**Try it:** Every line below from the one containing "Target: coat collar" to the final line must be reproduced exactly, and no other line may appear in the answer.

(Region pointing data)
______________________________
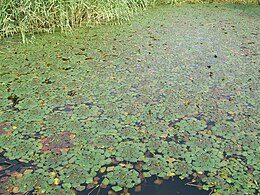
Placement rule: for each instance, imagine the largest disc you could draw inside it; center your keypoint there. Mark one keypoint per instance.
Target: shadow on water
(174, 186)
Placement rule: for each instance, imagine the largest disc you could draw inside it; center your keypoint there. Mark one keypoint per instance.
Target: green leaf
(117, 188)
(105, 181)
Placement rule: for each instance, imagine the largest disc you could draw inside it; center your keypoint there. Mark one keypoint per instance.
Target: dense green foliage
(22, 16)
(174, 93)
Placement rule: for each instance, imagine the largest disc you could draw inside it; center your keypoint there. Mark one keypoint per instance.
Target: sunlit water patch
(174, 93)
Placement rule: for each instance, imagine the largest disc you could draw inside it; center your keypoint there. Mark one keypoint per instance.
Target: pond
(172, 94)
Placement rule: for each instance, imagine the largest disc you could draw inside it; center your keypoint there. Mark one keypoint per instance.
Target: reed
(30, 16)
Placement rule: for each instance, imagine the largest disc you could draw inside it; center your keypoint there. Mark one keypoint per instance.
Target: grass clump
(47, 15)
(30, 16)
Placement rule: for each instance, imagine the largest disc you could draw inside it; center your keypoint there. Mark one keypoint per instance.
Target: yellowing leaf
(102, 169)
(110, 168)
(171, 174)
(170, 160)
(56, 181)
(164, 135)
(15, 190)
(52, 174)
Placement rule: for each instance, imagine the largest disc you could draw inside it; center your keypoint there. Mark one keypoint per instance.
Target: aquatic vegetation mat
(172, 94)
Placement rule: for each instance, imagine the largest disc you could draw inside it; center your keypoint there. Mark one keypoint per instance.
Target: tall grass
(29, 16)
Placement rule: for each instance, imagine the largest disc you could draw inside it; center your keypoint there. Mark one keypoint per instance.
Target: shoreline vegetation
(27, 16)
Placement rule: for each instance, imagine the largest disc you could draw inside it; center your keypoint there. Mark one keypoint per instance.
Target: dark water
(174, 186)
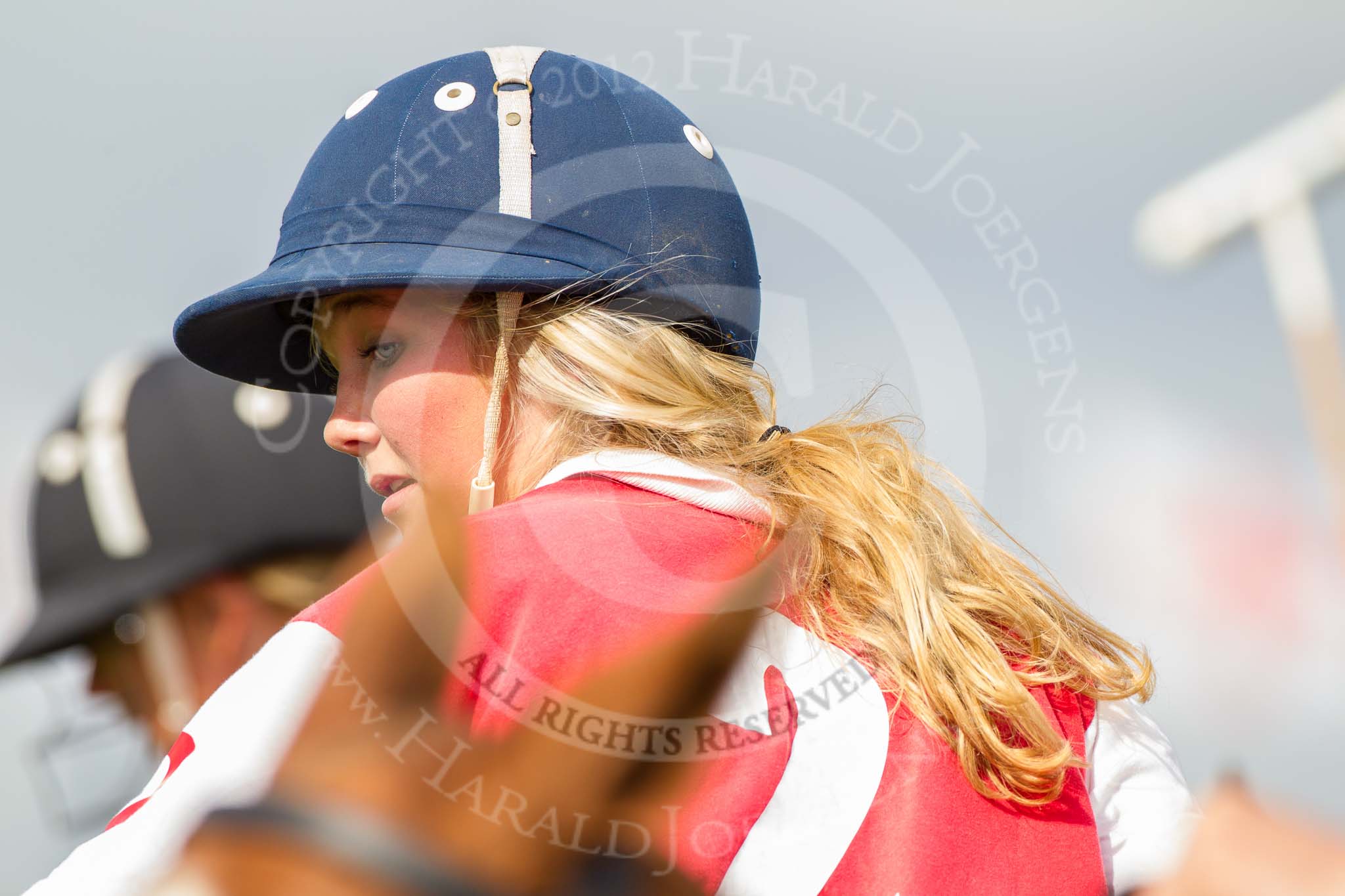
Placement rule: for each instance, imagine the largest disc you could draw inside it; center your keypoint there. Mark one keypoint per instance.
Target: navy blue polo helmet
(407, 190)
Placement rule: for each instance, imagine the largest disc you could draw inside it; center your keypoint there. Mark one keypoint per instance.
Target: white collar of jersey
(666, 475)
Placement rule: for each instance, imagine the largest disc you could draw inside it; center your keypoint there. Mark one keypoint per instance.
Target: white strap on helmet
(513, 66)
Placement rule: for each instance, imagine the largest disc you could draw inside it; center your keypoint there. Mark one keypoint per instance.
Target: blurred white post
(1268, 187)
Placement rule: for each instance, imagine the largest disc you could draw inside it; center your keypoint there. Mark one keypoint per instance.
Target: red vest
(575, 575)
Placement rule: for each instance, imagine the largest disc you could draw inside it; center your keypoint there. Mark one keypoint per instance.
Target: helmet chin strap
(513, 66)
(483, 485)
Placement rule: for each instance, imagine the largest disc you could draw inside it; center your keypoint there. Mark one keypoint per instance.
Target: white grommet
(261, 409)
(358, 106)
(61, 457)
(698, 140)
(455, 96)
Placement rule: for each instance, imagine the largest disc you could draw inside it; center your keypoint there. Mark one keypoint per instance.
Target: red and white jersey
(807, 784)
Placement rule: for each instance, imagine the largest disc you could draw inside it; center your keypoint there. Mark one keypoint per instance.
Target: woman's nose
(350, 433)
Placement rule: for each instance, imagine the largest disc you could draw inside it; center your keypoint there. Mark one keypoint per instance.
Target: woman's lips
(399, 498)
(395, 490)
(387, 485)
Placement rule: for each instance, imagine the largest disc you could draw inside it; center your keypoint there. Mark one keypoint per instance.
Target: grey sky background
(151, 147)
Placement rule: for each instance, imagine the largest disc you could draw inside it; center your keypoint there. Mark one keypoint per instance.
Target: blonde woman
(531, 288)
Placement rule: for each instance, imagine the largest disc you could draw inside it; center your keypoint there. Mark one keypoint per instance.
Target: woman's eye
(382, 354)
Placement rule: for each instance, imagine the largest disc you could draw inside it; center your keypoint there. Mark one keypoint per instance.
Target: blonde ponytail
(956, 626)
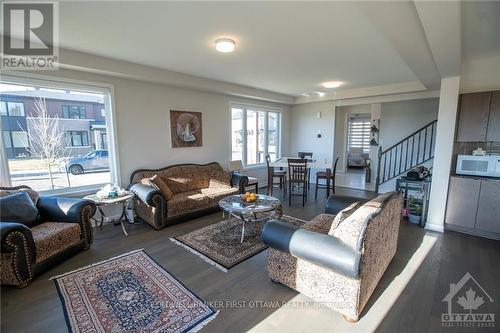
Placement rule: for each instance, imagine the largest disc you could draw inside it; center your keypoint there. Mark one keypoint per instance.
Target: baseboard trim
(434, 227)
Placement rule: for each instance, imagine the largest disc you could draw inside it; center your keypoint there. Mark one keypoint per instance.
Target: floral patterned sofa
(337, 259)
(60, 229)
(181, 192)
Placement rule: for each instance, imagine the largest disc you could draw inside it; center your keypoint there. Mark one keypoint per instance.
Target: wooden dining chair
(272, 174)
(306, 155)
(329, 178)
(297, 168)
(237, 167)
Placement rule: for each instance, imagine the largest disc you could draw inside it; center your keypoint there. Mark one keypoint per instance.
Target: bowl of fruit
(249, 197)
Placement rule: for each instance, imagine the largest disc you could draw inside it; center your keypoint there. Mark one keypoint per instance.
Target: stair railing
(414, 150)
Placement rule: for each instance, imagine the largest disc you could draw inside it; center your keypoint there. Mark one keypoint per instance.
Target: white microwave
(488, 166)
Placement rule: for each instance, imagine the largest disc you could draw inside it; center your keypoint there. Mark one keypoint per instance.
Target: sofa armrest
(69, 210)
(240, 181)
(16, 238)
(145, 192)
(336, 203)
(322, 250)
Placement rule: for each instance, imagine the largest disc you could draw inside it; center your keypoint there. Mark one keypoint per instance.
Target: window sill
(255, 166)
(78, 192)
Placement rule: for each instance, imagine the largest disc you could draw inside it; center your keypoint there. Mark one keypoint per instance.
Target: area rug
(219, 243)
(129, 293)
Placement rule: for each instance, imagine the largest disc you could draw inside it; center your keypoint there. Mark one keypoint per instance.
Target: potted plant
(414, 210)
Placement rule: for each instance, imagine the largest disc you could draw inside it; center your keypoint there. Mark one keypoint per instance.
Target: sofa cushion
(186, 178)
(18, 207)
(217, 193)
(53, 237)
(320, 223)
(342, 215)
(187, 202)
(163, 187)
(349, 230)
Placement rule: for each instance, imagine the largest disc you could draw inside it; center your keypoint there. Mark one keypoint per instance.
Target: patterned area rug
(219, 243)
(129, 293)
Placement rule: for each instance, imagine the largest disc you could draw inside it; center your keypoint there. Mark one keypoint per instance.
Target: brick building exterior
(80, 116)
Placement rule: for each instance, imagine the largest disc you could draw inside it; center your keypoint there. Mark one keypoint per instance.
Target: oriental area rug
(129, 293)
(219, 243)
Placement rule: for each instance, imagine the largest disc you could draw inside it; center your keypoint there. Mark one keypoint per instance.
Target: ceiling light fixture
(225, 45)
(332, 84)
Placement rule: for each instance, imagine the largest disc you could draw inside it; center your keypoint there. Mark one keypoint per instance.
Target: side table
(121, 200)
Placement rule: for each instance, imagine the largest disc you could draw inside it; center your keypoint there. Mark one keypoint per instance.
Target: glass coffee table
(263, 209)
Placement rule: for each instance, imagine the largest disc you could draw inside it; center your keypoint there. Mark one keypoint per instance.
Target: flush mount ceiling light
(225, 45)
(332, 84)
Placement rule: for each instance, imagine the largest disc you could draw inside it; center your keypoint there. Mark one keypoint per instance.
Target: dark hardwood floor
(407, 299)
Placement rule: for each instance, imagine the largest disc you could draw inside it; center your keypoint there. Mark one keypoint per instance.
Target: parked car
(94, 160)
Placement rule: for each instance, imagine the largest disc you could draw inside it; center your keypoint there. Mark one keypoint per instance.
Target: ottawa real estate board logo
(30, 35)
(468, 305)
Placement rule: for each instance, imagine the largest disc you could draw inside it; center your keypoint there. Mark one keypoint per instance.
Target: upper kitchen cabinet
(494, 122)
(473, 117)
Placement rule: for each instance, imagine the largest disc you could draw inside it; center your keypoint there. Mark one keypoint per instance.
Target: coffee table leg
(102, 216)
(124, 213)
(242, 231)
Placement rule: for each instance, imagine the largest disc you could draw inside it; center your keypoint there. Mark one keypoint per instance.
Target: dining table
(312, 163)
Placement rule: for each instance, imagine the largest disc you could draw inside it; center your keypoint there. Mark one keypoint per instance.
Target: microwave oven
(488, 166)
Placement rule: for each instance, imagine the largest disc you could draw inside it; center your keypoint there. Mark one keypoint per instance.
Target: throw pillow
(162, 186)
(342, 215)
(18, 207)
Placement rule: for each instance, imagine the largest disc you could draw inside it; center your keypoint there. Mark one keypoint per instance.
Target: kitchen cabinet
(488, 209)
(493, 133)
(463, 196)
(474, 206)
(473, 117)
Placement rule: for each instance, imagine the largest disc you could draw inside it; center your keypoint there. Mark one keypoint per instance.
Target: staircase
(412, 151)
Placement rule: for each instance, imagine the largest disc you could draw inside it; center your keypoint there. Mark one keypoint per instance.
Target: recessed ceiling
(285, 47)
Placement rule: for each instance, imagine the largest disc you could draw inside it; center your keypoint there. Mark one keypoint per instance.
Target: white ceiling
(291, 47)
(282, 47)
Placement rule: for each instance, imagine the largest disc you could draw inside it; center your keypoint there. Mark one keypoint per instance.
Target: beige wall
(143, 125)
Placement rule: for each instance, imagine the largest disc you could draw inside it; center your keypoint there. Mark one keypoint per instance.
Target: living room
(250, 166)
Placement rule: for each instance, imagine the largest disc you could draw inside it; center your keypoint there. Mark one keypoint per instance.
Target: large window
(76, 138)
(255, 132)
(50, 147)
(73, 112)
(359, 132)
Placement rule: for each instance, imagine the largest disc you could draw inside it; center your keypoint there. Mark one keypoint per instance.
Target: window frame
(80, 109)
(7, 103)
(365, 137)
(258, 108)
(53, 82)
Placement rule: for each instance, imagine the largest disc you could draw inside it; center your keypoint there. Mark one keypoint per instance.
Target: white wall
(304, 127)
(399, 119)
(143, 122)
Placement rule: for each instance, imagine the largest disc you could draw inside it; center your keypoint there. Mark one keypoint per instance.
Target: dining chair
(271, 174)
(306, 155)
(329, 178)
(237, 167)
(297, 167)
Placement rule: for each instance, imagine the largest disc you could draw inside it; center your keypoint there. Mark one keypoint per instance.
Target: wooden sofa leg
(349, 320)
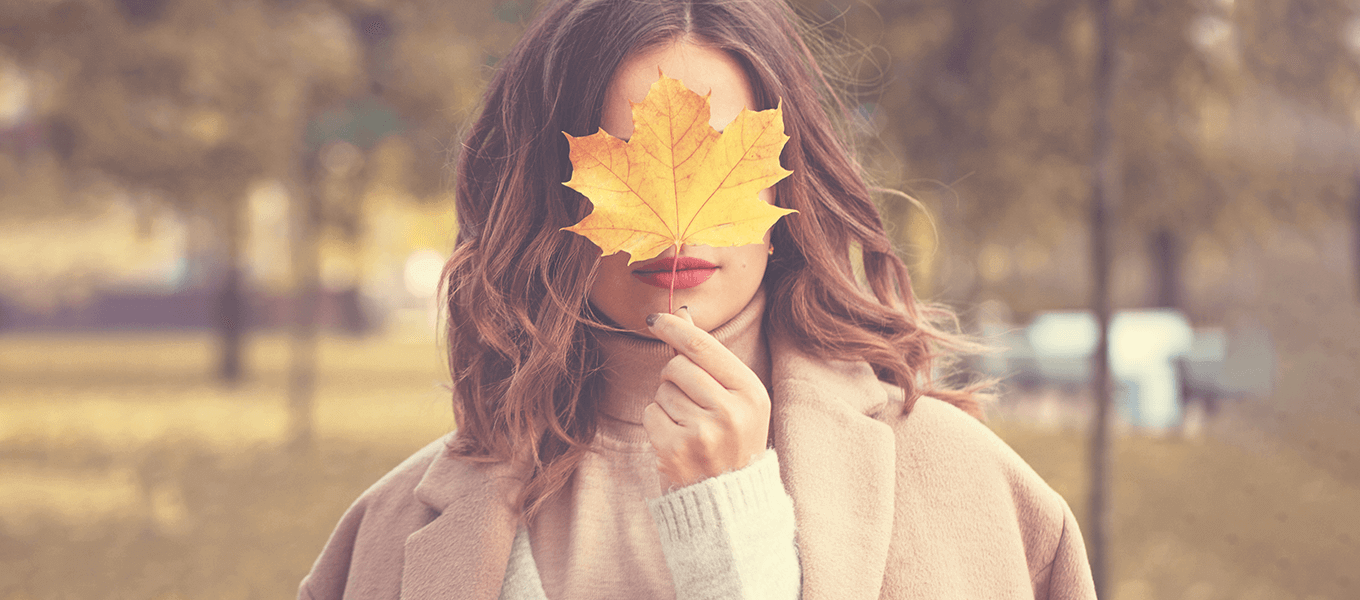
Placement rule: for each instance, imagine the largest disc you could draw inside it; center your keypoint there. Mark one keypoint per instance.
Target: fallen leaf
(677, 180)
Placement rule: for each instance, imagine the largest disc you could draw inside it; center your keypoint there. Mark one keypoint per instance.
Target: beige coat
(930, 505)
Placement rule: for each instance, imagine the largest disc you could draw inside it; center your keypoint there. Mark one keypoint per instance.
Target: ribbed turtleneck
(597, 539)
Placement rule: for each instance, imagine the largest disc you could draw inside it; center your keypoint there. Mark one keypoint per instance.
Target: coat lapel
(838, 465)
(464, 551)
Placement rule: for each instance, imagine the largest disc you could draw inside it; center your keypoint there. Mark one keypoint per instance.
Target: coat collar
(822, 422)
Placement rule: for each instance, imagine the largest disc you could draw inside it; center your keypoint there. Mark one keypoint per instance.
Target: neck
(633, 368)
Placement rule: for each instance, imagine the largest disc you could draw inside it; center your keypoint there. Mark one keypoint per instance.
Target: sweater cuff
(732, 535)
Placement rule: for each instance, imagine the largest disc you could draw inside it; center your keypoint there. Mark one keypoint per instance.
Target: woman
(778, 437)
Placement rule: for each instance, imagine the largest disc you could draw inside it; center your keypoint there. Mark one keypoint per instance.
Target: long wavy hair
(522, 350)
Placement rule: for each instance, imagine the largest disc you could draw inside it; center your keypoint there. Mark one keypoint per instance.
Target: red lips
(687, 272)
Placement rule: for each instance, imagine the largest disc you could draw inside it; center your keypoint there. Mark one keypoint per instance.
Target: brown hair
(521, 348)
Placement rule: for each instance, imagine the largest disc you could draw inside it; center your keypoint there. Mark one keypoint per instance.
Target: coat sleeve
(1068, 574)
(365, 554)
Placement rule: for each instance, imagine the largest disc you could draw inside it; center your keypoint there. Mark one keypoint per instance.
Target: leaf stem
(675, 264)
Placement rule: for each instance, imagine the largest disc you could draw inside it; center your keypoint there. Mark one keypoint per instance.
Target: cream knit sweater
(612, 535)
______________________________
**Exercise output:**
Target: coat collar
(822, 422)
Placement rule: for each instance, imagine the largest disc you could draw inside it; center your keypoint there. Mark one keypoint per instance.
Target: neck
(633, 368)
Placement rule: for each instance, imagine the largest disc you could draw inside it; center your keypoint there. Mark one keypoint per instance.
Target: sweater cuff
(732, 535)
Placement rule: for each instance, imagine the largest disc you could draw inside it; center your keypoint there. Mark one keypoint per instance.
Target: woman
(778, 437)
Placement rule: for each instance, imagine the largest disc you could draw inside it; center your keypoint there. Mark one keypoint per instance.
Target: long wavy hair
(522, 350)
Placement rule: for each instance, imagine the largest disc you could draw inside it; center your keypoint there. Mark one keypoint per instance.
Target: red lips
(687, 272)
Placement rule: for each instance, imagine the largest disc you could draw inside it; center your keypoint there. Mark one keypoint per instance.
Target: brown hair
(521, 348)
Placement rule: for each instance, imagine the largest disc you could draw inside it; center your keypoint there. Mark one keypoint per instance.
Target: coat sleeve
(1068, 574)
(365, 554)
Placement rule: for each instance, imagine the largest disc you could draw inside it; center your keypoint there. Mark one keypoint per instance.
Target: leaf stem
(675, 264)
Placement rule: for each instance, imagine the largest disc you could draw inside it; center your keypoint there. Mark one keypoint per instance.
Target: cream knit sweater
(612, 535)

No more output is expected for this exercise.